Saved entries
########################################

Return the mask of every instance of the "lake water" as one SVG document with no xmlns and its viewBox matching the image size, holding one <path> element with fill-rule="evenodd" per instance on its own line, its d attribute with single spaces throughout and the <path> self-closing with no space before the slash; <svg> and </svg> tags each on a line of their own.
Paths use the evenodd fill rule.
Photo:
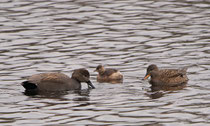
<svg viewBox="0 0 210 126">
<path fill-rule="evenodd" d="M 1 0 L 0 125 L 210 125 L 210 1 Z M 123 84 L 98 83 L 97 65 Z M 180 90 L 152 92 L 150 64 L 188 68 Z M 27 96 L 42 72 L 86 68 L 96 89 Z"/>
</svg>

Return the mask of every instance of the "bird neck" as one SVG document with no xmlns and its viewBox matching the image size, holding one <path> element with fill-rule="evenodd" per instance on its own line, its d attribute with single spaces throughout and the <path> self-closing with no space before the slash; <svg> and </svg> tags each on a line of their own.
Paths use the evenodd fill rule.
<svg viewBox="0 0 210 126">
<path fill-rule="evenodd" d="M 71 77 L 71 79 L 77 81 L 78 83 L 81 83 L 81 81 L 79 81 L 76 77 Z"/>
<path fill-rule="evenodd" d="M 98 73 L 100 75 L 103 75 L 105 73 L 106 69 L 104 67 L 102 67 L 101 69 L 99 69 Z"/>
</svg>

########################################

== DIRECTIONS FOR THIS TASK ==
With the images left out, output all the entries above exactly.

== RESPONSE TO THIS EXERCISE ==
Return the mask of every instance of the "lake water" as one SVG document with no xmlns and its viewBox matching the image size, holding one <path> element with fill-rule="evenodd" per instance on its own line, its d attribute with single spaces throughout and the <path> self-closing with no space before the slash; <svg> and </svg> tags each on a line of their own.
Paths use the evenodd fill rule.
Photo:
<svg viewBox="0 0 210 126">
<path fill-rule="evenodd" d="M 1 0 L 0 125 L 210 125 L 210 1 Z M 123 84 L 98 83 L 97 65 Z M 180 90 L 152 92 L 150 64 L 188 68 Z M 27 96 L 42 72 L 86 68 L 96 89 Z"/>
</svg>

Return the mask of every instance of the "bird neck" as one SVG document with no xmlns and its viewBox matching the image size, holding one <path> element with fill-rule="evenodd" per instance on its own line, its d attribute with single spaces throughout and the <path> self-closing with no space before the slash; <svg> and </svg> tags each on a line of their own.
Paths use the evenodd fill rule.
<svg viewBox="0 0 210 126">
<path fill-rule="evenodd" d="M 71 77 L 71 79 L 77 81 L 78 83 L 81 83 L 81 81 L 79 81 L 76 77 Z"/>
<path fill-rule="evenodd" d="M 98 73 L 100 75 L 103 75 L 105 73 L 106 69 L 104 67 L 102 67 L 101 69 L 99 69 Z"/>
</svg>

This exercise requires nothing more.